[Data entries]

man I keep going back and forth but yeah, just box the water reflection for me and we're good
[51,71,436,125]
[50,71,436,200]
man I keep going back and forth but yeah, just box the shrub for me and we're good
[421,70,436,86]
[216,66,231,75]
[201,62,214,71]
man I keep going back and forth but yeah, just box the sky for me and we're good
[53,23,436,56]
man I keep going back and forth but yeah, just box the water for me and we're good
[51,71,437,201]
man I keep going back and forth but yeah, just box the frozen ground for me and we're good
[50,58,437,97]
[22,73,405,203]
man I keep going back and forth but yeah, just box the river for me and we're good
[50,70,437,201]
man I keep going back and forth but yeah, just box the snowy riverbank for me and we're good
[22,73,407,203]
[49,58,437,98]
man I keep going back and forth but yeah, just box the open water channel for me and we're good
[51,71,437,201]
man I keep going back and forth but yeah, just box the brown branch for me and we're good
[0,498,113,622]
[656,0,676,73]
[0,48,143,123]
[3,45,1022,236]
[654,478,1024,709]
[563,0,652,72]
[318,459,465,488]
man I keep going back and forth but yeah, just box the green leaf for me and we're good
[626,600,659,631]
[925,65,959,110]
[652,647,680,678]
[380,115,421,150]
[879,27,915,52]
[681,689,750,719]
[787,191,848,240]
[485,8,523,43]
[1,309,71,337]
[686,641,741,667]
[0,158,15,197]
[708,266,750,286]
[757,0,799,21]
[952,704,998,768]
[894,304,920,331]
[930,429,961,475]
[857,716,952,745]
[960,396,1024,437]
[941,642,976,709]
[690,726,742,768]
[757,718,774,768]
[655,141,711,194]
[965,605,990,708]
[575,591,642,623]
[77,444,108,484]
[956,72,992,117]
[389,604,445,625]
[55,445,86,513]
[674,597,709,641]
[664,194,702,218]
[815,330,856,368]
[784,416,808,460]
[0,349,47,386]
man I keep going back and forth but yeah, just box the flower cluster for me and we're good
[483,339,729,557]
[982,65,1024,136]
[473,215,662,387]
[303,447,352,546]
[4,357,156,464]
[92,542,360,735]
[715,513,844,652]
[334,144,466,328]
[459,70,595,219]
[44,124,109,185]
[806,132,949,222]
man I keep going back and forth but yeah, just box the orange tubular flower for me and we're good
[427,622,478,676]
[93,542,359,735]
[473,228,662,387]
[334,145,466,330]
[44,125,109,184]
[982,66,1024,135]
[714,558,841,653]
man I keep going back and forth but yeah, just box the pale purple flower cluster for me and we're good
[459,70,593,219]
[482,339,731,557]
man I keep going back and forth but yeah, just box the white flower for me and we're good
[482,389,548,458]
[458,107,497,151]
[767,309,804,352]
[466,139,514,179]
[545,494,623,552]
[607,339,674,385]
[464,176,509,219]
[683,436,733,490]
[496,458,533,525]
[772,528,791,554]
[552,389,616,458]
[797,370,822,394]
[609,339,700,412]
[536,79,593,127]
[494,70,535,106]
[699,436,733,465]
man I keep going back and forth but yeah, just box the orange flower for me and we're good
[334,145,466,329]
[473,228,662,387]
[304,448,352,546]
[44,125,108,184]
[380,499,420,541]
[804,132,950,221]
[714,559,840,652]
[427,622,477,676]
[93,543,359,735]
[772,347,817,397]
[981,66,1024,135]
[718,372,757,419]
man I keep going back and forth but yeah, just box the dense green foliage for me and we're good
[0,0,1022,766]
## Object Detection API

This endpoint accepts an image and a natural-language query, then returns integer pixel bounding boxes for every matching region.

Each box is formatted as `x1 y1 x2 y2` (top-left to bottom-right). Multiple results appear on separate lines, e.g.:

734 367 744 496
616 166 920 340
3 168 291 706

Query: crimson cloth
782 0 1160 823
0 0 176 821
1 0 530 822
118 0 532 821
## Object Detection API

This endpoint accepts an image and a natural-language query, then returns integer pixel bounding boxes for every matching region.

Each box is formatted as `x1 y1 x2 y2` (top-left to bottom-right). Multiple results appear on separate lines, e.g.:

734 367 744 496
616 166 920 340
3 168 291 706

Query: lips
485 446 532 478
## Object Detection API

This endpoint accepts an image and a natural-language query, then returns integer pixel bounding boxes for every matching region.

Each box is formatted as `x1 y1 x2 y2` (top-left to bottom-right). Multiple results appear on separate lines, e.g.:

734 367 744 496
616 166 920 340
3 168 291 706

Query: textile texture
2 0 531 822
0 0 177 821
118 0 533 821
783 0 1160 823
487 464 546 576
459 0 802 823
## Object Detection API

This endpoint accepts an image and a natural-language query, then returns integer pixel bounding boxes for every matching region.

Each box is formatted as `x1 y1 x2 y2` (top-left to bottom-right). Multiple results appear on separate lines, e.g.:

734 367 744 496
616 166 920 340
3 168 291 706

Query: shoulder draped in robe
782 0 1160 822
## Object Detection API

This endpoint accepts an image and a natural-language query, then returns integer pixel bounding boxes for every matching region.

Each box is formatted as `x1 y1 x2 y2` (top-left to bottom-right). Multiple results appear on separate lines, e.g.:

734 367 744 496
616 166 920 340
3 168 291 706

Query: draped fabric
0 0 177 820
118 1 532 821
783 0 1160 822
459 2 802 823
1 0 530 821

Exercise goal
Set down the records again verbatim, so that each word stays as it is.

Written solution
man I keep going back and forth but yeah, just box the water reflection for me and we're good
[51,71,436,125]
[50,71,436,200]
man I keep going back and forth but yeah, just box the shrub for me and we're good
[421,70,436,86]
[216,66,231,75]
[201,62,214,71]
man I keep going back and forth but yeah, just box the sky for me and we're good
[53,23,436,56]
man I keep going back and forth but yeah, just box the water for me and we're good
[51,71,437,201]
man I keep going back and forth but yeah, just box the frozen ground for me and we're good
[50,58,437,97]
[22,73,405,203]
man I keep going back and forth but yeah, just box the river for me and we're good
[50,70,437,201]
man I keep going back and forth but yeah, just box the snowy riverbank for me and we're good
[22,73,407,203]
[49,58,437,98]
man I keep going back and forth but yeah, just box the open water channel for me and we're good
[51,71,437,201]
man I keep going back and forth but yeah, just box the brown branch for me and we're good
[0,498,113,622]
[656,0,676,73]
[0,48,143,123]
[3,45,1022,236]
[654,478,1024,709]
[563,0,652,72]
[318,459,465,488]
man I keep going back and forth but yeah, just box the green leaf for me and we're good
[626,600,659,631]
[925,65,959,110]
[652,647,680,678]
[380,115,421,150]
[879,27,915,52]
[681,689,750,719]
[787,191,848,240]
[485,8,523,43]
[1,309,71,337]
[686,641,741,667]
[0,158,15,197]
[708,266,750,286]
[757,0,799,21]
[952,704,998,768]
[894,304,920,331]
[930,429,961,475]
[857,716,952,745]
[960,396,1024,437]
[941,642,976,709]
[690,726,742,768]
[757,718,774,768]
[655,141,711,194]
[965,605,990,708]
[575,591,642,623]
[77,444,108,484]
[956,72,992,117]
[389,604,445,625]
[55,445,86,513]
[674,597,709,641]
[664,194,702,218]
[815,330,856,368]
[784,416,808,460]
[0,349,47,386]
man I keep going back and forth but yeah, just box the flower cluster for me and we're good
[483,339,729,557]
[982,65,1024,136]
[473,215,662,387]
[303,447,352,546]
[4,357,156,464]
[92,542,360,735]
[715,513,844,652]
[334,144,466,328]
[459,70,595,219]
[44,124,109,185]
[806,132,949,222]
man I keep going back and forth but yeah, just box the orange tubular flower for me and we're good
[427,622,478,676]
[93,542,359,735]
[473,228,662,387]
[334,145,466,330]
[44,125,109,184]
[982,66,1024,135]
[714,558,841,653]
man I keep going back and forth but yeah, just box the pale purple flower cluster for me and we're good
[459,70,593,219]
[482,339,731,557]
man I keep going back and forth but yeah, just box the white flower for me and we're good
[482,389,548,458]
[458,107,497,151]
[767,309,804,352]
[466,139,514,179]
[545,494,623,552]
[607,339,674,385]
[464,176,509,219]
[683,436,733,490]
[496,458,533,525]
[772,528,791,554]
[552,389,616,458]
[797,370,822,394]
[609,339,700,412]
[536,79,593,127]
[494,70,535,106]
[699,436,733,465]
man I keep going back and forth but yeah, just box the orange flower for me and we're good
[334,145,466,329]
[473,228,662,387]
[304,448,352,546]
[44,125,108,184]
[380,499,420,541]
[804,132,950,221]
[714,559,840,652]
[427,622,477,676]
[93,543,359,735]
[772,347,817,397]
[981,66,1024,135]
[718,372,757,419]
man I keep going back and forth but yeah, just box the dense green foliage for me and we're good
[0,0,1022,766]
## Object Detection API

This endpoint accepts an image and a natural-language query, then returns integer pixel bounding boxes for every matching region.

Each box is formatted as `x1 y1 x2 y2` (top-left to bottom-right). Multiple results appear on separate lines, e.g.:

734 367 744 496
616 166 920 340
3 168 291 706

Query: crimson cloth
782 0 1160 823
0 0 176 821
1 0 530 822
118 0 532 821
## Object Detection API

This endpoint accepts an image and a natural-language query, then returns integer pixel bounding boxes for every matching region.

Each box is formatted as `x1 y1 x2 y2` (top-left to bottom-right). Multiple results appear on separate lines, e.g.:

734 367 744 496
616 166 920 340
3 168 291 706

Query: lips
485 446 532 478
## Object Detection API

This endpoint accepts an image and a natural-language query, then returns integer pixel bounding boxes for every matching region.

Each box is formatted as `x1 y1 x2 y2` (top-left to bottom-right). Multiple results appear on separate lines, e.g.:

734 367 744 496
616 166 920 340
3 168 291 706

Query: textile texture
2 0 531 822
0 0 177 821
118 0 533 821
783 0 1160 823
487 464 546 576
459 0 802 823
## Object Detection API

This endpoint accepts an image and a natural-language query, then returns integer pixel bounding boxes for every matching region.

Each box is formatted as `x1 y1 x2 y2` (top-left to bottom-right). Multiple results appear on separate lines, e.g.:

734 367 744 496
616 166 920 340
3 168 291 706

Query: shoulder draped in robe
782 0 1160 822
## Object Detection API

This endpoint accepts an image and a natural-language query, then returns integer pixel bounding boxes for every matching region.

Each box is formatted as `x1 y1 x2 y2` (top-left to bottom-right). Multiple results appear on separate lines, e.g.:

734 367 744 496
616 166 920 340
3 168 291 706

Query: draped fabric
0 0 177 820
118 1 532 821
783 0 1160 822
459 2 802 823
1 0 530 821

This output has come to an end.